> [Exercise]: Extract every line of the items below that contains the word "hand", matching its case exactly.

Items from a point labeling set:
§ §

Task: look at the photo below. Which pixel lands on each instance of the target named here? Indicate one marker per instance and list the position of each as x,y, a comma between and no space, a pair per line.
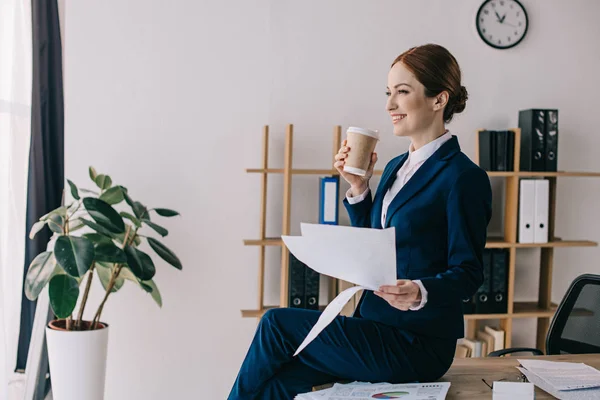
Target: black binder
551,133
533,139
468,305
311,289
296,282
486,152
501,138
482,297
499,302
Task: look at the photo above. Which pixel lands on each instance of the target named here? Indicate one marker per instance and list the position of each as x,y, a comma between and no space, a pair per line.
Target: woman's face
411,112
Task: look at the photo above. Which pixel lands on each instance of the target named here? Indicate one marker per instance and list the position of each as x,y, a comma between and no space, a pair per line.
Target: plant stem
113,279
88,285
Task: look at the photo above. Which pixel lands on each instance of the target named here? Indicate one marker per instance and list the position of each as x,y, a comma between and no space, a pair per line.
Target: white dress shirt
415,159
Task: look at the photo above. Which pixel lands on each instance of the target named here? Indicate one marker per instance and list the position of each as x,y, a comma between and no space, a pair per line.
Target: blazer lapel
385,183
426,172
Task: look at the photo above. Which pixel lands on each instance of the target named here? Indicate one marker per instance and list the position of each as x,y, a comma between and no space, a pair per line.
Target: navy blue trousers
348,349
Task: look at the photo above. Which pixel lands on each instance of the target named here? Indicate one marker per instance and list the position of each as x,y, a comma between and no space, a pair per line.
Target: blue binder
329,191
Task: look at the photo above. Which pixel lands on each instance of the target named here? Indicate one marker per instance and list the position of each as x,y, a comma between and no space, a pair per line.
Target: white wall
169,98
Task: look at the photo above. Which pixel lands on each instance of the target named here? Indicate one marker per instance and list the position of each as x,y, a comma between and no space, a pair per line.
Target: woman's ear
441,100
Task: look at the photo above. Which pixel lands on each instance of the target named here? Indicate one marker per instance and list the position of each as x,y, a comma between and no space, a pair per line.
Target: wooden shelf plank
531,309
500,244
300,171
265,242
528,309
260,313
491,244
559,243
524,174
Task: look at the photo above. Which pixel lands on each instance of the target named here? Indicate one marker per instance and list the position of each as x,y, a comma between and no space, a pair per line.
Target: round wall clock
502,24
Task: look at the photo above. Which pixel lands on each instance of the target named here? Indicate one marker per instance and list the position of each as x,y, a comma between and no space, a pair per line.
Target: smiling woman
439,204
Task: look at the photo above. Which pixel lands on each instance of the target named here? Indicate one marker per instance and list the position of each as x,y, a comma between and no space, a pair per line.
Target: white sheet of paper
564,375
513,391
328,315
581,394
363,256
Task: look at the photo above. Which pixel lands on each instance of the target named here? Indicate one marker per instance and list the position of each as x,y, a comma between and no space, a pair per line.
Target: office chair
575,327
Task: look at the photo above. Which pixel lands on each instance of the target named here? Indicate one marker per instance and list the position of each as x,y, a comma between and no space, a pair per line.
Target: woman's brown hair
436,68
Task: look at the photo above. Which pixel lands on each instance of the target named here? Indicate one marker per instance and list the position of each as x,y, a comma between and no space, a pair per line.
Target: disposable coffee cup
362,144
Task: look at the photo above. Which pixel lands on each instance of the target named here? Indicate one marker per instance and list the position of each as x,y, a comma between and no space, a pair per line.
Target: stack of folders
304,283
533,210
563,380
489,339
491,297
496,150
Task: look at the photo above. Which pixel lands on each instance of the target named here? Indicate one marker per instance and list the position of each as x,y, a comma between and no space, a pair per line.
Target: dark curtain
46,156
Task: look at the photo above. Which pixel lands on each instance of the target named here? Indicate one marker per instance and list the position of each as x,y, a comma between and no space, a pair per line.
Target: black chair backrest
575,328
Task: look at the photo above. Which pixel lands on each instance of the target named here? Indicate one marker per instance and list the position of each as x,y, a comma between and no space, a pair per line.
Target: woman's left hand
403,295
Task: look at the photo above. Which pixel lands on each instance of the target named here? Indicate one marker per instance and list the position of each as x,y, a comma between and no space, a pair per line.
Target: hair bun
460,101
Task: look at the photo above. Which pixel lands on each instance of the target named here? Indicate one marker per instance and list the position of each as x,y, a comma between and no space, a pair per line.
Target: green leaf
165,253
74,254
154,292
104,273
114,195
39,273
159,229
93,173
55,223
127,274
97,228
62,211
104,214
64,291
36,228
121,237
140,263
97,238
139,210
131,218
89,191
74,191
75,225
103,181
165,212
108,252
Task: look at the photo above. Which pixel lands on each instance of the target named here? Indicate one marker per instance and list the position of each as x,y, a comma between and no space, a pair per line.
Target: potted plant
91,238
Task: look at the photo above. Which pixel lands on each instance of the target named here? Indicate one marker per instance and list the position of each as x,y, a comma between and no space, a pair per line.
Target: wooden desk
466,374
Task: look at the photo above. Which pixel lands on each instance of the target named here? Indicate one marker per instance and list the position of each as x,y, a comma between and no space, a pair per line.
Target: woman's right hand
358,184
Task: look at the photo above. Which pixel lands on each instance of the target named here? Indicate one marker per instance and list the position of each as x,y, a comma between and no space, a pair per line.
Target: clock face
502,23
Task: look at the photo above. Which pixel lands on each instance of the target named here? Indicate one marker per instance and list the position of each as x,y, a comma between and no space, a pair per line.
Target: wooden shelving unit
262,241
542,310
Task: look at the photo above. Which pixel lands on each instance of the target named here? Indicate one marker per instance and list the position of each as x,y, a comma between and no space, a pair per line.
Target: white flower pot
77,363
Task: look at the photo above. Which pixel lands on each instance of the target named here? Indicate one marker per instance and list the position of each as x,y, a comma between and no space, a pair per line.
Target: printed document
363,256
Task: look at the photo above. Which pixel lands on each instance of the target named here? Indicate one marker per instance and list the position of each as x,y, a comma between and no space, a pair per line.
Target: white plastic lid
364,131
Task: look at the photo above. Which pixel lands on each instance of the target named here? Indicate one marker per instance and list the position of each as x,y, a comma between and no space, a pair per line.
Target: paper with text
362,256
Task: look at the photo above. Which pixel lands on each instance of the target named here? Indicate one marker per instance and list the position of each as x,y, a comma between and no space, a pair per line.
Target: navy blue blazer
441,216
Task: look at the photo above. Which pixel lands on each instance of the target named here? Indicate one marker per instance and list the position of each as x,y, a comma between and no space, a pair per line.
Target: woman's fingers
340,156
394,301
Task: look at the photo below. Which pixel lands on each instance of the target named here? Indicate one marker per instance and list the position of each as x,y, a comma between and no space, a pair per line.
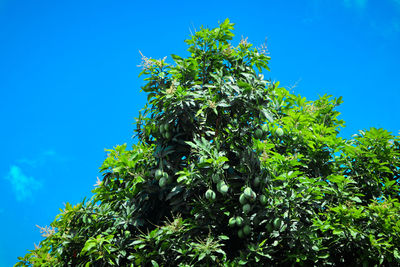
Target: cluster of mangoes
162,177
262,133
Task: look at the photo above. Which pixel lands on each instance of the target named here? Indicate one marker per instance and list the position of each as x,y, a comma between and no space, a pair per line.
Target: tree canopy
232,169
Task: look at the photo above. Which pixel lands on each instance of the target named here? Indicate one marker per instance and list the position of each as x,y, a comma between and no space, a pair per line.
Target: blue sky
69,85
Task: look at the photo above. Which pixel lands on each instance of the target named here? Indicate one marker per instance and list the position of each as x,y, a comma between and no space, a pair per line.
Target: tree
232,169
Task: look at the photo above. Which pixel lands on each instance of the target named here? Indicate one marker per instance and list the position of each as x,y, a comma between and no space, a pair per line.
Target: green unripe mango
246,230
223,189
232,222
248,192
162,182
279,132
277,223
256,181
239,221
166,127
242,199
246,208
215,178
159,174
165,175
259,134
219,185
263,199
269,227
240,233
210,195
253,196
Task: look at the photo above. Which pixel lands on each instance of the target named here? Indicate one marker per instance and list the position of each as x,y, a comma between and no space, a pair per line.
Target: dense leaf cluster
232,169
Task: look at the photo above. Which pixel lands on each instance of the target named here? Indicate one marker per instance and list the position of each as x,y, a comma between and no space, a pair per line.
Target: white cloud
360,4
40,160
24,186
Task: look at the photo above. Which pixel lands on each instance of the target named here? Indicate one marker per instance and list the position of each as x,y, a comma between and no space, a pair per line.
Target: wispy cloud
23,185
40,160
359,4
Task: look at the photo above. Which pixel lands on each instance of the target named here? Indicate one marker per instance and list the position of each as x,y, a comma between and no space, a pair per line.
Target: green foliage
232,169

§ §

> [Task response]:
Target: woman's left hand
Target: woman's right hand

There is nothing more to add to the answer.